# START OF PROVIDED RECORDS

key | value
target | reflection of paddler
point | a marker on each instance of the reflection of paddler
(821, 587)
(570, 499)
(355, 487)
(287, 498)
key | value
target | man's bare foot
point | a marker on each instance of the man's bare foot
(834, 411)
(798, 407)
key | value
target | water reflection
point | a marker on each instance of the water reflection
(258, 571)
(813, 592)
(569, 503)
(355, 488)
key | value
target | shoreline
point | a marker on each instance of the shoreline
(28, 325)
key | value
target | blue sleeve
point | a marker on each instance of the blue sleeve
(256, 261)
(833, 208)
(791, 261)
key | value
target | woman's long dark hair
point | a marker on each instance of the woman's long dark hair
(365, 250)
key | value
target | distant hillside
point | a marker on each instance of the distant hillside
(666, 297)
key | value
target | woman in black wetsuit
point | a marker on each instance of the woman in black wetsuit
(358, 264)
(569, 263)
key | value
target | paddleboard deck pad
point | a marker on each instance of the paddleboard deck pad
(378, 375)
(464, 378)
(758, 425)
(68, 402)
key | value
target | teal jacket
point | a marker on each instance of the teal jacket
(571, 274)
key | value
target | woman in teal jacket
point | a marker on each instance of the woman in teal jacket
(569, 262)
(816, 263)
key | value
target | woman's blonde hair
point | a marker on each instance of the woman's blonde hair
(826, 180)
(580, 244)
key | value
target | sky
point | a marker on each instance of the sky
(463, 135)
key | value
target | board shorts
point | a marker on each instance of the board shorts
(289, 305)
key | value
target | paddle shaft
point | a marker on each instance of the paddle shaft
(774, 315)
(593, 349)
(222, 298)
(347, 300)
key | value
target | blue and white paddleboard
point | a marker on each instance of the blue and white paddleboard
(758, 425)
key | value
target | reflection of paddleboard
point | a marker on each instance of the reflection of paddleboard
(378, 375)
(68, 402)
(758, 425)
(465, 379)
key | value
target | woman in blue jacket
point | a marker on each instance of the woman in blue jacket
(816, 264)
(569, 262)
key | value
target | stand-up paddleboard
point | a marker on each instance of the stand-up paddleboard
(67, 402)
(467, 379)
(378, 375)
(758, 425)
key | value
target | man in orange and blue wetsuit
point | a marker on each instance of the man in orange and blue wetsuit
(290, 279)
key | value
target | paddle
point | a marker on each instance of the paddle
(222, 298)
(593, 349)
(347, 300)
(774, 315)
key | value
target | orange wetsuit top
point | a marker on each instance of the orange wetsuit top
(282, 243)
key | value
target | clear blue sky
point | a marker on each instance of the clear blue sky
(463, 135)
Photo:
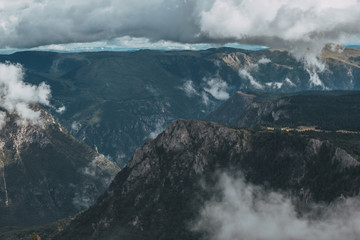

# END OF PROVIDED RECORDS

THE EXERCISE - Copy out every line of the entries above in which the word "bare" appears.

WORKED ANSWER -
target | man's bare foot
point | a marker on each instance of the man's bare foot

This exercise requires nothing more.